Restate all of the entries verbatim.

Items from a data source
-*-*-

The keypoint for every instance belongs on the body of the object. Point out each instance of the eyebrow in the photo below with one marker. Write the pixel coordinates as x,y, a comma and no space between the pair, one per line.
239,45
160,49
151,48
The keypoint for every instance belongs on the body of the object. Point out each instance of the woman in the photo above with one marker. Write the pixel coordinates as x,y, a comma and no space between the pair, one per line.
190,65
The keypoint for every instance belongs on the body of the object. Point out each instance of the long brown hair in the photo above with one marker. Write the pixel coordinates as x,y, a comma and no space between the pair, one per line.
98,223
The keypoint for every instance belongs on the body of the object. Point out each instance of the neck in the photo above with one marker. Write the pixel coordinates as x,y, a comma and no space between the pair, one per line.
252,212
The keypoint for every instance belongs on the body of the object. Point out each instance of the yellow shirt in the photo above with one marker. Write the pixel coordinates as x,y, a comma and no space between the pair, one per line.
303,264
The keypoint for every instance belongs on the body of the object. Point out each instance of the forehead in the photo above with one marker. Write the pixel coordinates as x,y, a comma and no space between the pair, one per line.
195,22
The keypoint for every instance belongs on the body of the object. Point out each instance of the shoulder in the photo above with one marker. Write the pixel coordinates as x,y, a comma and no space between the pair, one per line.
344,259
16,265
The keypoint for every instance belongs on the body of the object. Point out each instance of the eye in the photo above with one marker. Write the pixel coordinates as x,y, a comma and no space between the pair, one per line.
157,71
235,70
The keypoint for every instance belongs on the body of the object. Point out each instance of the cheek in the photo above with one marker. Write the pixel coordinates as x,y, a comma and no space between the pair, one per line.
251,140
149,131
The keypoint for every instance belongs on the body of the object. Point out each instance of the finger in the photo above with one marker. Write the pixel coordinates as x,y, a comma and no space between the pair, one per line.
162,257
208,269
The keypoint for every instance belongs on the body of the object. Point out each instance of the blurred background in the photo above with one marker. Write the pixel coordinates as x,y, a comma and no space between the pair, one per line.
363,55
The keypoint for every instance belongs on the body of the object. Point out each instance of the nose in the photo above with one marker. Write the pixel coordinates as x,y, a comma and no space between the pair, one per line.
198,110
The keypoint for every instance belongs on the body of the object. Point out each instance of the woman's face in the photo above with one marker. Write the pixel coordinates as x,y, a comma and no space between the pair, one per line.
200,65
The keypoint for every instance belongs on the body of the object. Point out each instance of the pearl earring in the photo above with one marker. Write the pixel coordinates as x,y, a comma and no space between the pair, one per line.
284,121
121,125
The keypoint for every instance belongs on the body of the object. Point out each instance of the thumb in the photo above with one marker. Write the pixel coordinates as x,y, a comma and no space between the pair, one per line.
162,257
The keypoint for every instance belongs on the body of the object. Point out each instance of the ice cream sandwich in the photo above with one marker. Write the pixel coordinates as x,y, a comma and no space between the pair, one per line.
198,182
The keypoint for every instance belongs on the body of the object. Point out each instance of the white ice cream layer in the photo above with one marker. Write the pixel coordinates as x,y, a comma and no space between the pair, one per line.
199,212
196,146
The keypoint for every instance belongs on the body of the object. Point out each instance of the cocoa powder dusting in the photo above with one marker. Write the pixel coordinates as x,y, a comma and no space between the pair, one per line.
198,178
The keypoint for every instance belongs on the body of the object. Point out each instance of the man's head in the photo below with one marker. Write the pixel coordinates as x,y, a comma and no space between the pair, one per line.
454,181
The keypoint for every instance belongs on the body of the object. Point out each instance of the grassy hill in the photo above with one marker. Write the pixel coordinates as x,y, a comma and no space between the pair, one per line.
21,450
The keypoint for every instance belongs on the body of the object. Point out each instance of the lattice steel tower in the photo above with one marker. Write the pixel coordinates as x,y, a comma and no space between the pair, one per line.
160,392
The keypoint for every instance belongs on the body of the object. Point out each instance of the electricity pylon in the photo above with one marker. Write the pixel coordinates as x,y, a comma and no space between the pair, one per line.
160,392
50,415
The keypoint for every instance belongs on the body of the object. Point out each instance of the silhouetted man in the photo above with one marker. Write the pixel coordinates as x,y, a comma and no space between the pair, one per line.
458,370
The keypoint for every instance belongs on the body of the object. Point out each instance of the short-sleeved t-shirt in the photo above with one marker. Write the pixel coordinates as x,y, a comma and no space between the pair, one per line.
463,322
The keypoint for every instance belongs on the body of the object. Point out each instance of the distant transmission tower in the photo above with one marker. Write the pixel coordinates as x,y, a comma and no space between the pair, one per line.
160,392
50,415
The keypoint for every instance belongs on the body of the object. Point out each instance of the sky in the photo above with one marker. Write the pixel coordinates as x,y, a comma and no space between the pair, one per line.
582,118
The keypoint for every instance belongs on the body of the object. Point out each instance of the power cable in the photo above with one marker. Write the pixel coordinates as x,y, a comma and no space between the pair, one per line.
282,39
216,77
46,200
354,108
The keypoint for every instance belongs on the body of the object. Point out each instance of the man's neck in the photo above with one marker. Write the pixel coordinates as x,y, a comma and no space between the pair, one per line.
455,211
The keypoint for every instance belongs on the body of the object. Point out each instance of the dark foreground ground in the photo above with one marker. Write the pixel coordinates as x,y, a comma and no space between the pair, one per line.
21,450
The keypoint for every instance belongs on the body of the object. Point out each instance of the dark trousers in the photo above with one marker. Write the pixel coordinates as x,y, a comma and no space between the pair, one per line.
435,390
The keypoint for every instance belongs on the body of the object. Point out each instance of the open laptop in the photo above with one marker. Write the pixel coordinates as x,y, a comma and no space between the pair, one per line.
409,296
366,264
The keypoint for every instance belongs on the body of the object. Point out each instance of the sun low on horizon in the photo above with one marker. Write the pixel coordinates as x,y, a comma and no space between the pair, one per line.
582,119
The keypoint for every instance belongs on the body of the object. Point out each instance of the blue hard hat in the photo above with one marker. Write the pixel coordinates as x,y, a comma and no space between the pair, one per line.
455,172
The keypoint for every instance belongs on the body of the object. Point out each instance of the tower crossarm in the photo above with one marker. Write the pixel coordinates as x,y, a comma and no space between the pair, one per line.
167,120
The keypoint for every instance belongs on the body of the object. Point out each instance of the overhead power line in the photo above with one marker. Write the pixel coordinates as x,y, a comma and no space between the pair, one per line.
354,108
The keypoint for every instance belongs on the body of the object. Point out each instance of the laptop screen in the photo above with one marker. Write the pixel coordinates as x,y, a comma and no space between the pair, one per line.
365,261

-*-*-

EXERCISE RESPONSE:
The keypoint for every instance belongs on the body of the object. Point out each instance of the eyebrow in the photo below with one marker. Write the pixel coordinates as x,y, a comma and no space between the pair, one per line.
239,45
160,49
151,48
The keypoint for every instance belongs on the body of the object. Point out each instance of the woman in the photo above with one marker. Write the pixel coordinates as x,y, a comma and no space between the pair, one per line.
190,65
The keypoint for every instance belongs on the body of the object. Point out each instance of the long brown hair in the photo above with one marker. Write the pixel coordinates as x,y, a comma and no space between the pair, one per line.
98,223
The keypoint for every instance belongs on the body of the object. Point out each instance of the neck in the photo above with one marker. Write the pixel coordinates as x,y, a comma and no space between the pair, one per line.
252,212
The keypoint for every instance belongs on the body of the object. Point out each instance of the yellow shirt in the photo above with one marker. Write the pixel coordinates as x,y, a comma and no space between the pair, one per line.
303,264
The keypoint for every instance belongs on the body of the object. Point out each instance of the forehead in the photo above with one marker. Write the pixel coordinates as x,y, a comma and no space between the pair, one per line.
195,22
The keypoint for every instance belongs on the body of the object. Point out each instance of the shoulder in the photo above with one marker. Write the pixel coordinates as x,y, a comma and no space between the pair, one per line.
344,259
16,265
The keypoint for every instance belongs on the body of the object. Point out each instance of the eye in the photo above with one marker. Write the pixel coordinates as x,y, a comma and no space between the pair, one per line.
157,71
235,70
The keypoint for every instance belongs on the body of the object. Point out each instance of the cheek in the photo above with one marker. Write the pixel coordinates as x,y, a comma and no space between the pair, one per line.
251,140
149,131
The keypoint for every instance belongs on the body of the object. Point out each instance of the finger in the photo above with one marker. Write the pixel coordinates as x,y, a comma and no space between the pair, one per line.
162,257
208,269
The keypoint for every instance belongs on the body of the object. Point out each instance of the blurred background in the photo above with one marker. Write the pixel coordinates as x,y, a comma and no space between the pair, one per line.
363,55
The keypoint for every instance belongs on the body of the object. Point out each instance of the nose in the photo above with one marker. Write the pixel coordinates as x,y, a comma and no space between the pair, one per line.
198,110
The keypoint for every instance belongs on the body of the object. Point out each instance of the woman's face in the photo above with one marker. Write the pixel coordinates as x,y, a comma and no space between the pair, one per line.
200,65
The keypoint for every instance belongs on the body of the object. Point out each instance of the pearl earring in the photo above with one marker. Write the pixel coordinates as x,y, a comma and no space between the pair, one per line.
284,121
121,125
The keypoint for every instance belongs on the body of the object. Point out each instance of the thumb in the photo above with one marker. Write the pixel coordinates as x,y, a comma and no space between the pair, one per line.
162,257
The keypoint for every instance belongs on the body of the object. Point out each instance of the ice cream sandwich in the photo above with one marker. Write the pixel coordinates as x,y, a comma and no space between the pair, one per line.
198,182
The keypoint for every instance belongs on the body of the object. Point out each instance of the white ice cream layer in the photo above with one marker. Write the pixel coordinates as x,y, a comma and no space between the pair, one per line.
199,212
196,146
The keypoint for every instance belongs on the body of the object. Point out each instance of the cocoa powder dusting in the photo above with one marker. Write the pixel coordinates as x,y, a comma and no space between the pair, one per line.
198,178
The keypoint for every instance belongs on the body of the object. Point out each instance of the man's head in the photo below with one marker. Write the pixel coordinates as x,y, a comma and no space between the pair, one per line.
454,181
The keypoint for every instance belongs on the body of the object. Point out each instance of the grassy hill in the photo above with one marker. Write the pixel coordinates as x,y, a comma and no space between the pair, one per line.
21,450
The keypoint for every instance belongs on the body of the object. Point out each instance of the lattice steel tower in the photo above with one marker. Write the pixel coordinates as x,y, a comma and no space between the pair, one per line.
160,392
The keypoint for every instance belongs on the body of the object. Point out each instance of the electricity pylon in the photo above with one marker. Write the pixel coordinates as x,y, a comma and no space between the pair, one per line.
160,392
50,415
The keypoint for every instance belongs on the body of the object. Point out each instance of the silhouetted man in the photo above with one marker. Write the pixel coordinates as x,y, a comma and no space between the pair, one per line.
458,370
The keypoint for every instance belongs on the body of the object. Point out each instance of the short-sleeved t-shirt in the photo above with one marker. Write the pixel coordinates as x,y, a comma and no space between the pair, one per line.
463,322
The keypoint for every instance belongs on the body of the object. Point out each instance of the distant transmission tower in the photo above with one marker. Write the pixel coordinates as x,y, a comma and no space between the pair, one per line.
160,392
50,415
The keypoint for every instance belongs on the body of the object. Point out each instance of the sky in the photo above with one marker. Write the pixel coordinates as x,y, a comma and no space between the pair, one per line.
582,118
The keypoint for every instance belongs on the body of the object. Point out each instance of the power cable in the photo above with one marker. Write the pixel coordinates as x,y, a comma and no space between the pair, one per line.
282,39
216,77
46,200
354,108
The keypoint for every instance belongs on the body of the object. Point out each instance of the man's neck in the photo above with one marker. Write the pixel coordinates as x,y, a comma and no space between the pair, one per line.
455,211
The keypoint for every instance belongs on the body of the object. Point out each instance of the dark foreground ground in the photo above with one marker. Write the pixel coordinates as x,y, a comma and no space between the pair, one per line.
21,450
The keypoint for every instance belongs on the body of the object. Point out each instance of the dark trousers in the photo above with one marker. Write the pixel coordinates as x,y, a comma and no space between the pair, one per line.
435,390
The keypoint for every instance belongs on the body of the object. Point out each instance of the open laptop in the photo above with one marker. Write the pixel coordinates as x,y, a comma and no space between the pair, one per line.
409,296
366,264
The keypoint for every instance belongs on the body of the object. Point out each instance of the sun low on horizon in the photo above with one marker. Write the pixel coordinates as x,y, a comma and no space between the pair, one per line.
582,119
The keypoint for every instance belongs on the body of the object. Point out each instance of the blue hard hat in the photo above with one marker. Write the pixel coordinates as x,y, a comma and no space between the pair, one per line.
455,172
The keypoint for every instance belongs on the body of the object. Point out each instance of the tower crossarm in the photo above with one marker. Write the pixel coordinates as x,y, a comma and no space between the pair, one per line.
167,120
The keypoint for every instance belongs on the body of the object. Point out each instance of the overhead power line in the photo above with one marker. Write the pixel coordinates as x,y, a comma and no space between the pair, one per line.
354,108
The keypoint for every instance belongs on the body of the object. Point out each instance of the laptop screen in the photo above with one marker. Write the pixel coordinates as x,y, a comma and no space between the pair, one per line.
365,261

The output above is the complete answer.